## Prompt
Check each statement against the amendment excerpt: 1. The Developer is an Illinois limited liability company. 2. The City acts through its Department of Planning Development. 3. After recording, the agreement is to be returned to an address on North LaSalle Street. For each, answer yes or no and quote the deciding words.

This agreement was prepared by and
after recording return to:
Saundra N. Fried, Esq.
City of Chicago Law Department
121 North LaSalle Street, Room 600
Chicago, IL 60602


FIRST AMENDMENT TO 1525 HP, LLC REDEVELOPMENT AGREEMENT

This First Amendment to 1525 HP, LLC Redevelopment Agreement (this "First
Amendment") is made effective as of the day of , 20 , by and
among the City of Chicago, an Illinois municipal corporation (the "City"), acting by and through its Department of Planning Development, or successor department thereto ("DPD") and 1525 HP, LLC, an Indiana limited liability company (the "Developer").

## Data
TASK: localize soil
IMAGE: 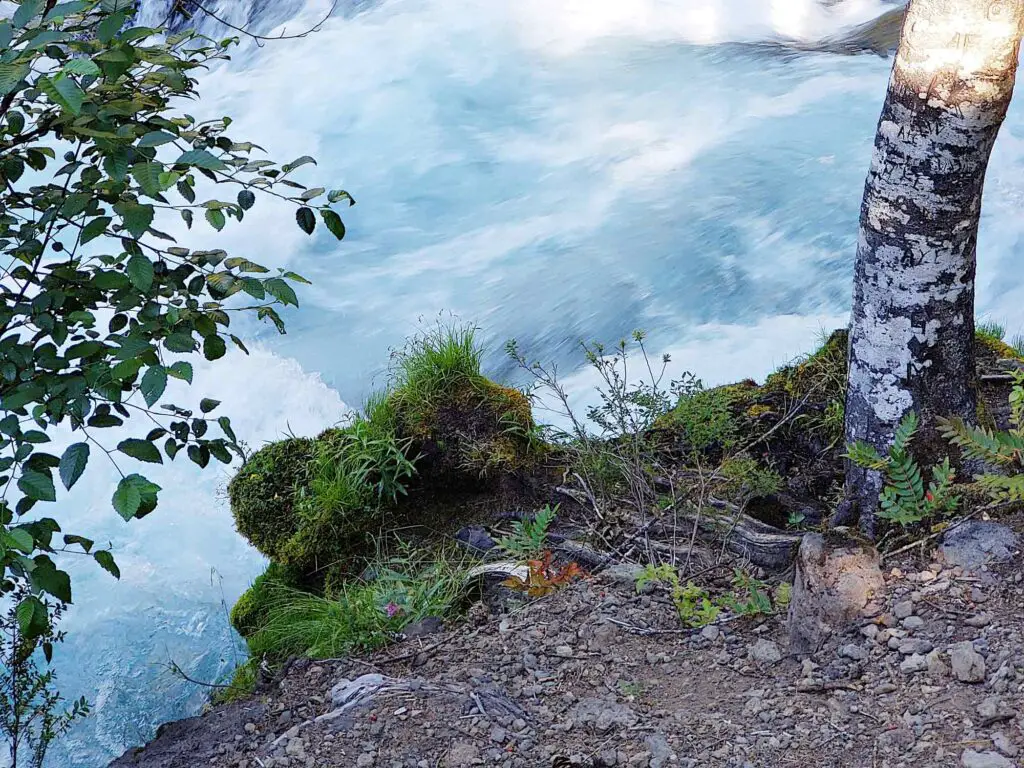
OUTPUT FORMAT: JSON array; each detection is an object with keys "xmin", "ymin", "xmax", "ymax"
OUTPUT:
[{"xmin": 112, "ymin": 517, "xmax": 1024, "ymax": 768}]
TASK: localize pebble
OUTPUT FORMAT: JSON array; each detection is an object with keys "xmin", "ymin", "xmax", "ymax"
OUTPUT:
[
  {"xmin": 746, "ymin": 638, "xmax": 782, "ymax": 664},
  {"xmin": 949, "ymin": 641, "xmax": 985, "ymax": 683},
  {"xmin": 961, "ymin": 750, "xmax": 1016, "ymax": 768}
]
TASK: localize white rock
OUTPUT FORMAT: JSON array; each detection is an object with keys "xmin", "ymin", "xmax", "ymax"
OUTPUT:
[
  {"xmin": 961, "ymin": 750, "xmax": 1016, "ymax": 768},
  {"xmin": 949, "ymin": 641, "xmax": 985, "ymax": 683}
]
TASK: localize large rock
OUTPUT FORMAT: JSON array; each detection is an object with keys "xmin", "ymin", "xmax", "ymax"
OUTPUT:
[
  {"xmin": 939, "ymin": 520, "xmax": 1020, "ymax": 568},
  {"xmin": 788, "ymin": 534, "xmax": 885, "ymax": 653}
]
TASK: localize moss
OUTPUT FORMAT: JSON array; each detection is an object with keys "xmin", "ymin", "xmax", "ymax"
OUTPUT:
[
  {"xmin": 227, "ymin": 437, "xmax": 314, "ymax": 559},
  {"xmin": 230, "ymin": 562, "xmax": 297, "ymax": 637},
  {"xmin": 392, "ymin": 376, "xmax": 538, "ymax": 486},
  {"xmin": 975, "ymin": 328, "xmax": 1024, "ymax": 360}
]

## Exercise output
1. No: "1525 HP, LLC, an Indiana limited liability company (the "Developer")"
2. Yes: "acting by and through its Department of Planning Development"
3. Yes: "after recording return to:" … "121 North LaSalle Street, Room 600"